**CHALLENGES**
- 1) In the forum thread below on finding angle ABC, what does the reply say the vector named ac really is?
- 2) Please output the part of the forum thread on finding angle ABC verbatim, starting with "Given points ABC, how" and going on through "POINTFLOAT c )".

**SELECTED PASSAGE**
* * *
17

Given points ABC, how could I find angle ABC? I'm making a feehand tool for a vector drawing application and to minimize the number of points it generates, I wont add a points unless the angle of the mouse position and the last 2 points is greater than a certain threshold. Thanks

what I had:

int CGlEngineFunctions::GetAngleABC( POINTFLOAT a, POINTFLOAT b, POINTFLOAT c )
{
    POINTFLOAT ab;
    POINTFLOAT ac;

    ab.x = b.x - a.x;
    ab.y = b.y - a.y;

    ac.x = b.x - c.x;
    ac.y = b.y - c.y;

    float dotabac = (ab.x * ab.y + ac.x * ac.y);
    float lenab = sqrt(ab.x * ab.x + ab.y * ab.y);
    float lenac = sqrt(ac.x * ac.x + ac.y * ac.y);

    float dacos = dotabac / lenab / lenac;

    float rslt = acos(dacos);
    float rs = (rslt * 180) / 3.141592;
     RoundNumber(rs);
     return (int)rs;


}
  • 2
    I'm doing pretty well, I do have an algorthm for it but it wasn't doing the trick. – jmasterx Aug 15 '10 at 4:31
  • 5
    @abelenky: and that makes the question "unclear or not useful" how, exactly? You may have misunderstood the purpose of rep. It is not there to allow you to punish people for trying to do something that is new to them. – jalf Aug 15 '10 at 15:43
30

First suggestions regarding your method:

What you call ac is actually cb. But it's ok, this is what really needed. Next,

float dotabac = (ab.x * ab.y + ac.x * ac.y);

This is your first mistake. The real dot product of two vectors is:

float dotabac = (ab.x * ac.x + ab.y * ac.y);

Now,

float rslt = acos(dacos);

Here you should note that due to some precision loss during the calculation it's theoretically possible that dacos will become bigger than 1 (or lesser than -1). Hence - you should check this explicitly.
* * *
**COLLECTED DATA**

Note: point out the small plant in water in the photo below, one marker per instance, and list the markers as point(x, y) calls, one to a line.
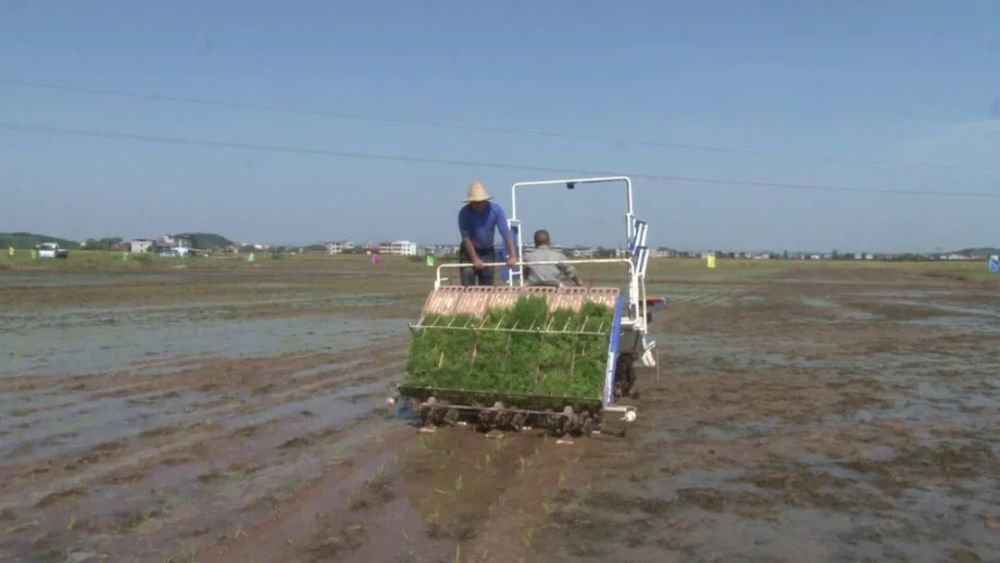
point(548, 506)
* * *
**TASK-BY-TASK RESULTS**
- 1) It is actually cb.

- 2)
Given points ABC, how could I find angle ABC? I'm making a feehand tool for a vector drawing application and to minimize the number of points it generates, I wont add a points unless the angle of the mouse position and the last 2 points is greater than a certain threshold. Thanks

what I had:

int CGlEngineFunctions::GetAngleABC( POINTFLOAT a, POINTFLOAT b, POINTFLOAT c )